-- Start of Exercise input --
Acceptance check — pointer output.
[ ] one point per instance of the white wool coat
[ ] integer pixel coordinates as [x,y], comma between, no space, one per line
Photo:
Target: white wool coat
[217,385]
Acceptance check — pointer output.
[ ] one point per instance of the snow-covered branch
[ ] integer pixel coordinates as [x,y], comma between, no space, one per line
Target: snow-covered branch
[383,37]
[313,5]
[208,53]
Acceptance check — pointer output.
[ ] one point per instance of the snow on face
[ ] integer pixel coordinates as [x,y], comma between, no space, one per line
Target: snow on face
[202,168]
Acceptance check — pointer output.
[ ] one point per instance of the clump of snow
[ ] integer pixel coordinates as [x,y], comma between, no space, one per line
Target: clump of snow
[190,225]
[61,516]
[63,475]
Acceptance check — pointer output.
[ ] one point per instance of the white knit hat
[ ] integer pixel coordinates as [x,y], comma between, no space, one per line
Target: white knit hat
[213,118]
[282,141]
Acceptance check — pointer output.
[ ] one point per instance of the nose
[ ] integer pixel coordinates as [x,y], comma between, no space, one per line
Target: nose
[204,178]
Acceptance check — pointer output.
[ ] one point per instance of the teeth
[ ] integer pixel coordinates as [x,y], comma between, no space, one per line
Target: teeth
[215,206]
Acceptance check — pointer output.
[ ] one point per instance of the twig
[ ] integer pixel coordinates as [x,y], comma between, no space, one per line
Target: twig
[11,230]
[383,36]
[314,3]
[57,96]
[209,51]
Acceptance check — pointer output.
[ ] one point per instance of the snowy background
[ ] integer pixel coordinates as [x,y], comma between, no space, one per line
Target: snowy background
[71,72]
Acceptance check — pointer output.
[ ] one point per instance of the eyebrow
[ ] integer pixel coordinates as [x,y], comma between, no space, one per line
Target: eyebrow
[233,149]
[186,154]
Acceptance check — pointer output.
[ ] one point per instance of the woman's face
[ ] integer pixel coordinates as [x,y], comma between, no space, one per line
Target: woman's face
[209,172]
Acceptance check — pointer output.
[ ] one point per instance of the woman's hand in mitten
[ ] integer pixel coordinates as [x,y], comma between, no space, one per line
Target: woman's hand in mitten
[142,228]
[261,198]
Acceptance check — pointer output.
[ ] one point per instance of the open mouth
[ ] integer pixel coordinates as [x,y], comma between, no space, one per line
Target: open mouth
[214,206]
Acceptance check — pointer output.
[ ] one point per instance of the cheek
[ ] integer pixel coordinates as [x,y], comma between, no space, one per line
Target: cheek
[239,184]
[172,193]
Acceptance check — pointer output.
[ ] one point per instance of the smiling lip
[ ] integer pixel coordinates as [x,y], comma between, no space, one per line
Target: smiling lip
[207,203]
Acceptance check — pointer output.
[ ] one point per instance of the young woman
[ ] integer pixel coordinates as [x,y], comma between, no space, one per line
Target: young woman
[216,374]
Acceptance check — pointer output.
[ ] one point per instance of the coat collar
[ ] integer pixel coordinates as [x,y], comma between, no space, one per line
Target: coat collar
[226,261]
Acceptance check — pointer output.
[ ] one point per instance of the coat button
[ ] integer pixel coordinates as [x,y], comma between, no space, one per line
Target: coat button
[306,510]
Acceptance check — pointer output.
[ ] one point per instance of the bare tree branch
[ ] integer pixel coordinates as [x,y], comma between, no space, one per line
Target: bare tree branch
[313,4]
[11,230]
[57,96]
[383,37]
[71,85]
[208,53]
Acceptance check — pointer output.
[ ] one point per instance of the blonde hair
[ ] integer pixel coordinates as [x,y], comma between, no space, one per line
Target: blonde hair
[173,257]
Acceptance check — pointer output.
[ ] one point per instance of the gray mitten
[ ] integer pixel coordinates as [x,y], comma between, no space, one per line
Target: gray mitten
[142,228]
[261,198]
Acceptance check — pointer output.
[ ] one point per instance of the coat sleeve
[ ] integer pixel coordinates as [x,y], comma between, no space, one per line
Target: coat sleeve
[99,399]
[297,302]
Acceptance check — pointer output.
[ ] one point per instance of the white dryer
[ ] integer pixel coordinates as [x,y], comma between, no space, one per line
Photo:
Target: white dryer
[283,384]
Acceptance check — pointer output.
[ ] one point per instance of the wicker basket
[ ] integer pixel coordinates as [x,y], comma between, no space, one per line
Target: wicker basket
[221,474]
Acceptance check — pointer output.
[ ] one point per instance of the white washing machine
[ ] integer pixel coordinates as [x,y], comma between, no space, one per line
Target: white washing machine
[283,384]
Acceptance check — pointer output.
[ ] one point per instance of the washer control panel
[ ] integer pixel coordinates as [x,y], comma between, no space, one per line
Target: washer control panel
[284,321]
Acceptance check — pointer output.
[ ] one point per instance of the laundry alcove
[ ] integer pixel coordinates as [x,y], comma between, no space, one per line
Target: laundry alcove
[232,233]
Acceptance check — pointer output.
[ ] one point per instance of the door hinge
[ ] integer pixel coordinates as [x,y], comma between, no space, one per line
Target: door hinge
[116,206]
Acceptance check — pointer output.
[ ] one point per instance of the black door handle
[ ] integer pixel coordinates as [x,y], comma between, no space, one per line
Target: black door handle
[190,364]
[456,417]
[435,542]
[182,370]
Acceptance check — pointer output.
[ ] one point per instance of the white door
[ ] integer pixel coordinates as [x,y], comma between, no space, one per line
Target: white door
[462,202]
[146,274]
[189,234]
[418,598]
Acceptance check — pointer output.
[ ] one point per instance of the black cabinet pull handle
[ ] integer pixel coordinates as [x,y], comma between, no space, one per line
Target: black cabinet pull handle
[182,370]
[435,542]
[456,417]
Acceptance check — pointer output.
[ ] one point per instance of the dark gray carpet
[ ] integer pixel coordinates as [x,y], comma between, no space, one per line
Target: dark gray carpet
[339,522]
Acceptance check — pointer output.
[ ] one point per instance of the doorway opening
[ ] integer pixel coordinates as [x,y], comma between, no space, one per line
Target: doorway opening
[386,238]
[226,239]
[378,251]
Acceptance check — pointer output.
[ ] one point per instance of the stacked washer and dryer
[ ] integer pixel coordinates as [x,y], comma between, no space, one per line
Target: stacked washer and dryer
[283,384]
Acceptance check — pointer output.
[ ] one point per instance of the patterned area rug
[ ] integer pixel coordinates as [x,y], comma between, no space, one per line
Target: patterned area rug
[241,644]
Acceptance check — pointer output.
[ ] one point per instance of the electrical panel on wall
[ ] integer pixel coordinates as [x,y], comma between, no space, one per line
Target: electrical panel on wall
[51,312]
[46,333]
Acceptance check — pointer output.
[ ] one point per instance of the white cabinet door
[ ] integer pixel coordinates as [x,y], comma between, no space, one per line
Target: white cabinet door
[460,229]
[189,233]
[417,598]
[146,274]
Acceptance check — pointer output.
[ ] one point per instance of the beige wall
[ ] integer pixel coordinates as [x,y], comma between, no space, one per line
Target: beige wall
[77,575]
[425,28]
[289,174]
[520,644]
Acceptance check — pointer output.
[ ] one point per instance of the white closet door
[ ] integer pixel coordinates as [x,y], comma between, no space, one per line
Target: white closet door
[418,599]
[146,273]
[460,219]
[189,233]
-- End of Exercise input --
-- Start of Exercise input --
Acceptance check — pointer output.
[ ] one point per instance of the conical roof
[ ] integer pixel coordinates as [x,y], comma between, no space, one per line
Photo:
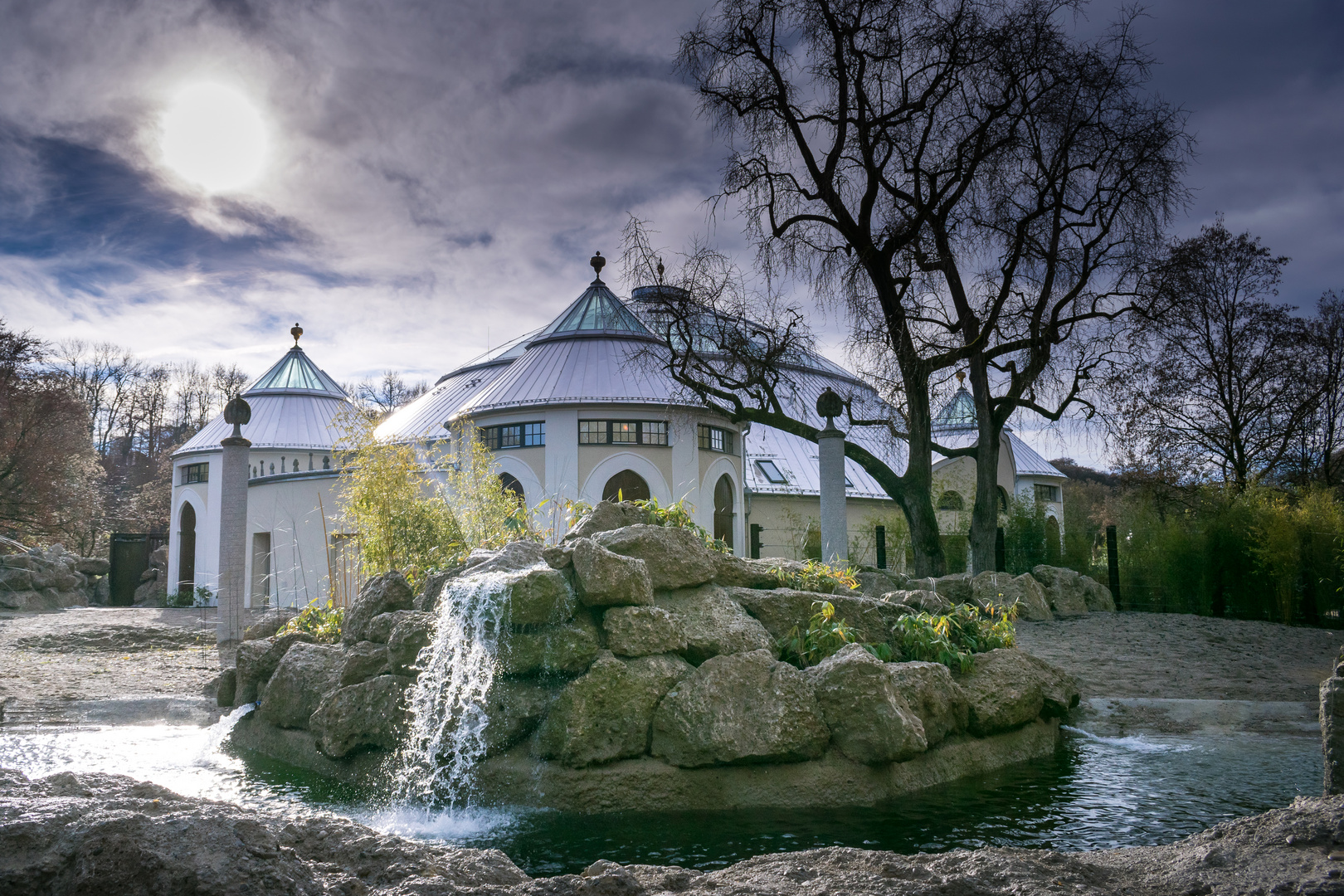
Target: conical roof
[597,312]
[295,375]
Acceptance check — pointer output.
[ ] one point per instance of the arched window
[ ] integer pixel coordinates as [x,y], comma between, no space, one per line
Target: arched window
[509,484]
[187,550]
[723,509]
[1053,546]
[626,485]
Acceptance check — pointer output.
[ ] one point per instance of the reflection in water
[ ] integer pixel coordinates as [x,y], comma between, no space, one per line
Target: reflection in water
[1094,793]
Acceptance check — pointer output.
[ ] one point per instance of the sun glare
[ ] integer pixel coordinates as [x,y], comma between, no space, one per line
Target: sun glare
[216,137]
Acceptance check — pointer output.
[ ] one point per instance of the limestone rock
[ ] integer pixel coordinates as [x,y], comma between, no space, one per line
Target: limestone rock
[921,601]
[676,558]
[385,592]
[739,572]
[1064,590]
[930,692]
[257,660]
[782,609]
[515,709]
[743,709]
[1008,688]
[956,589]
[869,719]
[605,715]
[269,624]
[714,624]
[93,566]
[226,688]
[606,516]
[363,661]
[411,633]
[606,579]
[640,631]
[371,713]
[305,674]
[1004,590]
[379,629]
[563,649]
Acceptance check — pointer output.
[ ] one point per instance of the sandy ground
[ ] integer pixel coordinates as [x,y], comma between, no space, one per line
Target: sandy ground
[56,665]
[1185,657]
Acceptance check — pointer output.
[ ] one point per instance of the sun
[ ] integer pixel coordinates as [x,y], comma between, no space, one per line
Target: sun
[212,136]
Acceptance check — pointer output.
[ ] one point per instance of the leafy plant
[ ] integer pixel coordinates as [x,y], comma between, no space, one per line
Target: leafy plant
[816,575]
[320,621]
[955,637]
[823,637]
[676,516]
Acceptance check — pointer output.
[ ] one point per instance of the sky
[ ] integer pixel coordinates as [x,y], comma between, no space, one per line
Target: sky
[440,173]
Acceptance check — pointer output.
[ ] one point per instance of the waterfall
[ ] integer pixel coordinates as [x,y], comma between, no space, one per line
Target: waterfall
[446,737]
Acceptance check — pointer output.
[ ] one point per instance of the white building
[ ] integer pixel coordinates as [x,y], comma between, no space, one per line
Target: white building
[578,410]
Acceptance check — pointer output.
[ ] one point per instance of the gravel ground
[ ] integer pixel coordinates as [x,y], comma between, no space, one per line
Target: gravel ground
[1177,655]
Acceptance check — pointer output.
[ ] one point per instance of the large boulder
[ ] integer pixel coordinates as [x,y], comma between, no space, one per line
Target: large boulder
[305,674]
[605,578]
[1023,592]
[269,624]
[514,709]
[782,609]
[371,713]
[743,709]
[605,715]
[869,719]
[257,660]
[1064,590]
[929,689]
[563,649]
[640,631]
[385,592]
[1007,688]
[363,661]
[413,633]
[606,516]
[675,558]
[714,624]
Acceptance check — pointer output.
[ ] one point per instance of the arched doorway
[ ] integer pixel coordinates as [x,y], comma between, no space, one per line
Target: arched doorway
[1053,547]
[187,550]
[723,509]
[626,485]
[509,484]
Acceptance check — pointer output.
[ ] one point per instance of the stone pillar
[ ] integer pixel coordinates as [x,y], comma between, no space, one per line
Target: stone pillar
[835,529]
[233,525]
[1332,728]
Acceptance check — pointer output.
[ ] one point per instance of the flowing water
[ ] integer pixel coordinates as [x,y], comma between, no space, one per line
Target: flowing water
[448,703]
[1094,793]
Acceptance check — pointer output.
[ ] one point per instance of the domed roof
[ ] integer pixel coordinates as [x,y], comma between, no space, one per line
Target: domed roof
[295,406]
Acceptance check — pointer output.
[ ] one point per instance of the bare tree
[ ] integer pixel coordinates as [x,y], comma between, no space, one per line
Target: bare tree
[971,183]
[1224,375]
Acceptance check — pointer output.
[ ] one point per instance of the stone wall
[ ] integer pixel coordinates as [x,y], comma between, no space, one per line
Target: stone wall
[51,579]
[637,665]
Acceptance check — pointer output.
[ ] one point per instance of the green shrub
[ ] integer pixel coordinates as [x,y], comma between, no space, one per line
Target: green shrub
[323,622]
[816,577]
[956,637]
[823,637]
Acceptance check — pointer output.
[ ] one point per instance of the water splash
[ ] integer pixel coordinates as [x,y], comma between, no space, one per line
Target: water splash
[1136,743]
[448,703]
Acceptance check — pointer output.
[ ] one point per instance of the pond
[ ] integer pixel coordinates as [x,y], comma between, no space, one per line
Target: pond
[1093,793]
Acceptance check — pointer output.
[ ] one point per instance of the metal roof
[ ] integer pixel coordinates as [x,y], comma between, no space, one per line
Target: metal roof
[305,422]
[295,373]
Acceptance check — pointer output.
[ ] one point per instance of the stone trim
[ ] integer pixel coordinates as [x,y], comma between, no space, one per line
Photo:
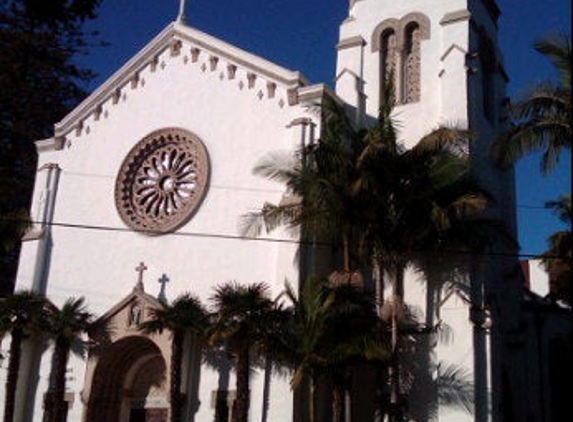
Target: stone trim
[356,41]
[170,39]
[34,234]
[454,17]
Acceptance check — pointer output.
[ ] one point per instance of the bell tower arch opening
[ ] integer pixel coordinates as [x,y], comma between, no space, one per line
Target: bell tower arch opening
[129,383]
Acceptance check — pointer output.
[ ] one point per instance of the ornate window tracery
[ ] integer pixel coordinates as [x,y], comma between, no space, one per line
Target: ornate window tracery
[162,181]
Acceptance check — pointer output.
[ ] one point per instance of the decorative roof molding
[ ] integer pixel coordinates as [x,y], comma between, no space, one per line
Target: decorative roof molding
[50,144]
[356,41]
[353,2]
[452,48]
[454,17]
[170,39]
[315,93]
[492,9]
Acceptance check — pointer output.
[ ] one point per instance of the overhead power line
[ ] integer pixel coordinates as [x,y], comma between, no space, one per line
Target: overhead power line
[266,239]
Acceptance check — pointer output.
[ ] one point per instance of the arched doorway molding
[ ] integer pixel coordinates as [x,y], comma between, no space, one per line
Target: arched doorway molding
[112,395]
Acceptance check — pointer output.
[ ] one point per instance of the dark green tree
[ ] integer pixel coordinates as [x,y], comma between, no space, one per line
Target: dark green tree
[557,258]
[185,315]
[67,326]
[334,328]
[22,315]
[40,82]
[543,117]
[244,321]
-- End of Exercise input --
-- Start of Exercise input --
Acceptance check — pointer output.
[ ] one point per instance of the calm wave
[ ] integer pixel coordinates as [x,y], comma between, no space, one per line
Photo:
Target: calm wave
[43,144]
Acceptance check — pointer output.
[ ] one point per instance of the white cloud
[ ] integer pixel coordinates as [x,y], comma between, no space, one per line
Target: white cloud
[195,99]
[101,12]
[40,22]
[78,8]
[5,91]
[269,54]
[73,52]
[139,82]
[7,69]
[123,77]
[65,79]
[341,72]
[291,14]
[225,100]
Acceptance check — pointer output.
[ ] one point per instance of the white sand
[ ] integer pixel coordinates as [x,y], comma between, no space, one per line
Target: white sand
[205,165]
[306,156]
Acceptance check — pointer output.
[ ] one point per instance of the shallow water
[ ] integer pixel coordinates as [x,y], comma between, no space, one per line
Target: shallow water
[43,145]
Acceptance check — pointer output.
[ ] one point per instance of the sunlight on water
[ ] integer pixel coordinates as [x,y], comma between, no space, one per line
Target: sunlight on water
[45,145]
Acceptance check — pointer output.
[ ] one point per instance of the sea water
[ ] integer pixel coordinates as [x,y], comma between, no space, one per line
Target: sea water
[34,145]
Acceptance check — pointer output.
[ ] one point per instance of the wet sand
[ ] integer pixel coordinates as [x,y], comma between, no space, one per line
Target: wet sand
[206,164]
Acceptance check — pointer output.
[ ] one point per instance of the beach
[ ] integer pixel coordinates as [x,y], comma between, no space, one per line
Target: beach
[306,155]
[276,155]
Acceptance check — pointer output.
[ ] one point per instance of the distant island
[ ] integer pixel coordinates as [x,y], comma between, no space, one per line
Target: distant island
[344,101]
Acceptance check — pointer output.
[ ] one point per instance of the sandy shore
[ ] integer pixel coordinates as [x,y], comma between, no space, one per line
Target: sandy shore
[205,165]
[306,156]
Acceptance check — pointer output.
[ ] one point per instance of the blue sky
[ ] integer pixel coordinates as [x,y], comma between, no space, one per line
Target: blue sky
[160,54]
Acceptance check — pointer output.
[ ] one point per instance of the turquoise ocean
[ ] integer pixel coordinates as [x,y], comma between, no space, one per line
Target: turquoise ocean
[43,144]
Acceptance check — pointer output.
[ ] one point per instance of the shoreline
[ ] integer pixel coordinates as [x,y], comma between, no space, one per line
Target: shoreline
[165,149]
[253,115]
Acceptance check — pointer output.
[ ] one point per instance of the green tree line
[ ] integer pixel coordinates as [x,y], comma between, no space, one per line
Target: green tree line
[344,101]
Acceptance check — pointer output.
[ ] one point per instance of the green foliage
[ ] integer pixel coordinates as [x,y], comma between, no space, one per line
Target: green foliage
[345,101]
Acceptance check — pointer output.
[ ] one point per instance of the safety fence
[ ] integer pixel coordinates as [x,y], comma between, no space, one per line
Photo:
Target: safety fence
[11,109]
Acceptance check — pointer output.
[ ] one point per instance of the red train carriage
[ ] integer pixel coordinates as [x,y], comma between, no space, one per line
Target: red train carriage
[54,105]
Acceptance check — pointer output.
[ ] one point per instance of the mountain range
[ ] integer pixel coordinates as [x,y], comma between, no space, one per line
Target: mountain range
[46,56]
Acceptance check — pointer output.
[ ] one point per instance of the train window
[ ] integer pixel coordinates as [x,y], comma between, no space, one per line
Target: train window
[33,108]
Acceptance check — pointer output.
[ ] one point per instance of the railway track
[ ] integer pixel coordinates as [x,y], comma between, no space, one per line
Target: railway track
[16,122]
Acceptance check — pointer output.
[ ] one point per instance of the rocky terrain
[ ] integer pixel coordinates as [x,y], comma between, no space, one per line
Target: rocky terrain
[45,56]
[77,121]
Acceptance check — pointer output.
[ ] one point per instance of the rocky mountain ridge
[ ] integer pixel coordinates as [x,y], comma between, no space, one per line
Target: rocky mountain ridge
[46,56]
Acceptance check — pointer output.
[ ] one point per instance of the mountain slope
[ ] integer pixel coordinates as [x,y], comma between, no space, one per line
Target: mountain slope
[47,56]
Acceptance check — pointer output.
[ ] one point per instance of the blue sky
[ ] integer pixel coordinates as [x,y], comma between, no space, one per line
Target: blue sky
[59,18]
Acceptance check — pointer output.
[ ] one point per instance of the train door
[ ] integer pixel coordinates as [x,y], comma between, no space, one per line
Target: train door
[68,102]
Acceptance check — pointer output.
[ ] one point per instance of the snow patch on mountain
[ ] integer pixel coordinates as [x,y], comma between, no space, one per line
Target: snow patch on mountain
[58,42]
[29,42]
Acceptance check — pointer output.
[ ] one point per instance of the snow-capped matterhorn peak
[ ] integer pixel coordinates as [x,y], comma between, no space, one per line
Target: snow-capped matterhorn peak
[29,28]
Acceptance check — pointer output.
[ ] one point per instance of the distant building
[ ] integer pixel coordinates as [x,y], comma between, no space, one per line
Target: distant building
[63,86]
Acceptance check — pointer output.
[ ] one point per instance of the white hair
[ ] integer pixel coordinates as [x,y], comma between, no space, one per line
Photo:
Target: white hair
-- End of Exercise input --
**Short task:** Pull out every line in the records above that contains the word "track", and copy each one unchanged.

**Exercise result:**
[ ] one point per instance of the railway track
Target: railway track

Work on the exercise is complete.